• _Provided text_:
%%
Jac and Jill have built a ramp for their toy car. They will release the car at the top of the ramp and the car will jump off the end of the ramp.

The cross-section of the ramp is modelled by the function \(f\), where

\(f(x)= \begin{cases}\displaystyle \ 40 & 0 \leq x<5 \\ \dfrac{1}{800}\left(x^3-75 x^2+675 x+30\ 375\right) & 5 \leq x \leq 55\end{cases}\)

\(f(x)\) is both smooth and continuous at \(x=5\).

The graph of  \(y=f(x)\)  is shown below, where \(x\) is the horizontal distance from the start of the ramp and \(y\) is the height of the ramp. All lengths are in centimetres.

  1. Find \(f^{\prime}(x)\) for \(0<x<55\).  (2 marks)

  2.   i. Find the coordinates of the point of inflection of \(f\).  (1 mark)

  3.  ii. Find the interval of \(x\) for which the gradient function of the ramp is strictly increasing.  (1 mark)

  4. iii. Find the interval of \(x\) for which the gradient function of the ramp is strictly decreasing.  (1 mark)

Jac and Jill decide to use two trapezoidal supports, each of width \(10 cm\). The first support has its left edge placed at \(x=5\) and the second support has its left edge placed at \(x=15\). Their cross-sections are shown in the graph below.

  1. Determine the value of the ratio of the area of the trapezoidal cross-sections to the exact area contained between \(f(x)\) and the \(x\)-axis between \(x=5\) and \(x=25\). Give your answer as a percentage, correct to one decimal place.  (3 marks)

  2. Referring to the gradient of the curve, explain why a trapezium rule approximation would be greater than the actual cross-sectional area for any interval \(x \in[p, q]\), where \(p \geq 25\).  (1 mark)
%%
• _Given records_:
%%
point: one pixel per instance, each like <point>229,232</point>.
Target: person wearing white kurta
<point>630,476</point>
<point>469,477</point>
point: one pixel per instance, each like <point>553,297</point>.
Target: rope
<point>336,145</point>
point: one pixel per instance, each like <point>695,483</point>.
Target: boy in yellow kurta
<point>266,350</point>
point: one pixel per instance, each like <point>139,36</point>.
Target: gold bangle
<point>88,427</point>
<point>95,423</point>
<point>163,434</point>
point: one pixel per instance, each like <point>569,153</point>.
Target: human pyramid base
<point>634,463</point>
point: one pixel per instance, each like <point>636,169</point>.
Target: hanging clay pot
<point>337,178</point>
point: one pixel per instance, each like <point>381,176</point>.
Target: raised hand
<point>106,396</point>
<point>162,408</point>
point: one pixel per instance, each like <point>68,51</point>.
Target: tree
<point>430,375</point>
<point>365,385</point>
%%
• _What you have to do_:
In the ramp problem, turn the paragraph that begins "Jac and Jill decide to use two trapezoidal supports" into a short list that keeps its main facts.

• _Answer to this exercise_:
- Jac and Jill use two trapezoidal supports, each 10 cm wide.
- The first support's left edge is at x = 5.
- The second support's left edge is at x = 15.
- A graph shows the supports' cross-sections.